● **RECORDED INFORMATION**:
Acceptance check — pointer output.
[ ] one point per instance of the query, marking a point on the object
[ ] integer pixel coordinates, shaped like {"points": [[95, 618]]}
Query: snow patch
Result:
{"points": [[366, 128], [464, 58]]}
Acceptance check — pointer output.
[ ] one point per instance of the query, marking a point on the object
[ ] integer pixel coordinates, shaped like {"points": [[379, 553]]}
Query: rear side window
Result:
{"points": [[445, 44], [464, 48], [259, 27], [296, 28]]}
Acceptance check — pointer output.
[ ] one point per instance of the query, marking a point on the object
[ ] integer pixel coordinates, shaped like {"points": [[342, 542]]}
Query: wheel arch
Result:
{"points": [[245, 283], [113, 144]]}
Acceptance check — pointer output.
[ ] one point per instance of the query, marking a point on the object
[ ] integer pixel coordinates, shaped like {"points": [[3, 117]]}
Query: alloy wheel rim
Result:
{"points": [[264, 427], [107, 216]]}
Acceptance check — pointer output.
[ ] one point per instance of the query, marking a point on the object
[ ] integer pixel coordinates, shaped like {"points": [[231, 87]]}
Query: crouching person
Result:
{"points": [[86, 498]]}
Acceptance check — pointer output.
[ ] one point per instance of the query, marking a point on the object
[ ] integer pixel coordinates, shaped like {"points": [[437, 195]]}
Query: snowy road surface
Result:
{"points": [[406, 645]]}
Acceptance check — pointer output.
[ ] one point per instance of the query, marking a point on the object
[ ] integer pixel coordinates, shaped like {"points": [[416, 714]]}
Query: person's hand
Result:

● **BRIEF**: Set down the listing above in full, please, exactly as it appears.

● **ANSWER**:
Acceptance check — pointer output.
[ ] one point per instance of the query, marking a point on the object
[ ] integer pixel coordinates, shaped like {"points": [[95, 618]]}
Query: snow patch
Result:
{"points": [[366, 128], [464, 58]]}
Acceptance check — pointer output.
[ ] one point per instance of the query, marking a point on the object
[ ] integer pixel coordinates, shaped like {"points": [[379, 553]]}
Query: rear side window
Result:
{"points": [[445, 44], [464, 48], [259, 27], [296, 28]]}
Acceptance check — pointer output.
[ ] one point per instance of the query, marking a point on the object
[ ] integer pixel coordinates, shaped like {"points": [[342, 542]]}
Query: wheel arch
Result:
{"points": [[245, 283], [113, 144]]}
Acceptance check — pointer output.
[ ] one point per instance of the query, marking a point on the object
[ ] integer pixel coordinates, shaped like {"points": [[3, 117]]}
Query: alloy wheel rim
Result:
{"points": [[264, 427], [107, 216]]}
Acceptance check — pointer output.
[ ] one point per instance of the query, marking a point on the object
[ ] integer pixel coordinates, shaped like {"points": [[231, 87]]}
Query: crouching person
Result:
{"points": [[86, 498]]}
Acceptance check — pointer output.
[ ] one point per instance of the query, marking a point on the object
[ ] integer pixel coordinates, shaped like {"points": [[437, 195]]}
Query: snowy road surface
Result:
{"points": [[406, 645]]}
Acceptance check — pointer output.
[ ] one point per instance of the query, marking a point on the object
[ ] integer pixel coordinates, shaped like {"points": [[416, 714]]}
Query: person's hand
Result:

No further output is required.